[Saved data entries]
※ ※ ※
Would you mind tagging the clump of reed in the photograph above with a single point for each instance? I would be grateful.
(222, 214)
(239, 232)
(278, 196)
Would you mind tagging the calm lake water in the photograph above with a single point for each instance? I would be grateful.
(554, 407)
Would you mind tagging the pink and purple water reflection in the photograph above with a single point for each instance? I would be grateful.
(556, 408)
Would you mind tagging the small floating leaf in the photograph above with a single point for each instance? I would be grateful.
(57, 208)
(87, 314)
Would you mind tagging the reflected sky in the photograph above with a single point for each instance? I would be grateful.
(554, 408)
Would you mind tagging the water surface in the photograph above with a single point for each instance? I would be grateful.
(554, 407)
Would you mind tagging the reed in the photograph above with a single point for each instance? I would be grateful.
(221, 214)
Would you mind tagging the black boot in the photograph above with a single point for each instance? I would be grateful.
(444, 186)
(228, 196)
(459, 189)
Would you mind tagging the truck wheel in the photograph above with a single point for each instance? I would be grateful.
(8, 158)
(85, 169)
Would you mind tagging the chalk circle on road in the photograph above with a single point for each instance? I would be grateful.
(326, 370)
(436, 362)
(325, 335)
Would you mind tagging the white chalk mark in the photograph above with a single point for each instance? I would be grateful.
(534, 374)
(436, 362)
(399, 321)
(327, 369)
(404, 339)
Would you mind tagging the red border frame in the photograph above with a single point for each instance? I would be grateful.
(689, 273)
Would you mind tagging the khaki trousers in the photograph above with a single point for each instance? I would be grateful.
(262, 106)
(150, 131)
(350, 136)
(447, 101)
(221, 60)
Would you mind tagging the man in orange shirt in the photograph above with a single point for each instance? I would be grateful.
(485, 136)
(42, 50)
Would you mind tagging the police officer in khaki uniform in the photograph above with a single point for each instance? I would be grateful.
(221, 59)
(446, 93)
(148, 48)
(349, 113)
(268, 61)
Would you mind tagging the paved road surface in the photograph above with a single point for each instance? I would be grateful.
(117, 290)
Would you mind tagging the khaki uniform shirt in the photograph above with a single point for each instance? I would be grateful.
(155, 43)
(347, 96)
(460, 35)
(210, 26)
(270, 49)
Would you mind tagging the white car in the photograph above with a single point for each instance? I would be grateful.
※ ※ ※
The task =>
Repeat all of the lines above word for word, leaving nothing out and changing nothing.

Result of the exercise =>
Would you mind tagging the clump of reed in the photograph above with a single point for each instance? I would be grateful.
(222, 214)
(239, 232)
(278, 196)
Would you mind tagging the calm lake water in the photograph above with a single point for each instance? I would be grateful.
(554, 407)
Would you mind tagging the pink and purple water reflection in the photograph above with a single point for each instance? I would be grateful.
(556, 408)
Would you mind tagging the small floating leaf in the photograph above with a single point for each instance? I would be grateful.
(57, 208)
(87, 314)
Would you mind tagging the reflected sky in the photograph above with a single point for each instance? I would be grateful.
(554, 408)
Would you mind tagging the water surface in the photograph above with a single point for each instance? I would be grateful.
(554, 407)
Would you mind tagging the reed in the photograph above with a single point for each instance? I would be grateful.
(221, 214)
Would you mind tagging the black boot in the photograph above with a single point for each instance? I would be grateful.
(444, 186)
(228, 196)
(459, 189)
Would you mind tagging the truck wheel in the photograph above with a single point for each instance? I would be grateful.
(8, 158)
(85, 169)
Would you mind tagging the chalk circle on road in the photograph above with a single point for each instance? I would be grateful.
(326, 370)
(436, 362)
(325, 335)
Would you mind tagging the white chalk mark in the photograph above with a single point for each instance? I would be grateful.
(534, 374)
(436, 362)
(399, 321)
(327, 369)
(404, 339)
Would you mind tagging the red border frame in the photograph above with a single point for each instance? I would be grateful.
(689, 273)
Would you mind tagging the khaki trousers in the photograph above with a single point for each instance? I would be grateful.
(262, 106)
(150, 131)
(350, 136)
(447, 101)
(221, 60)
Would you mind tagging the man in orange shirt in the photograph above with a single point for each instance? I would be grateful.
(485, 136)
(42, 50)
Would you mind tagging the police officer in khaki uniform in the photograph above with a single point for each instance? I would be grateful.
(221, 59)
(446, 93)
(148, 48)
(349, 113)
(268, 61)
Would you mind tagging the paved road surface in the photograph above with a single point for each instance? I would be grateful.
(117, 290)
Would you mind tagging the khaki uniform shirt in the photograph above with a single point for each instance? I would be grateful.
(155, 43)
(347, 96)
(460, 35)
(210, 26)
(270, 49)
Would you mind tagging the white car in the photograph above with a single point for each instance? I would be grateful.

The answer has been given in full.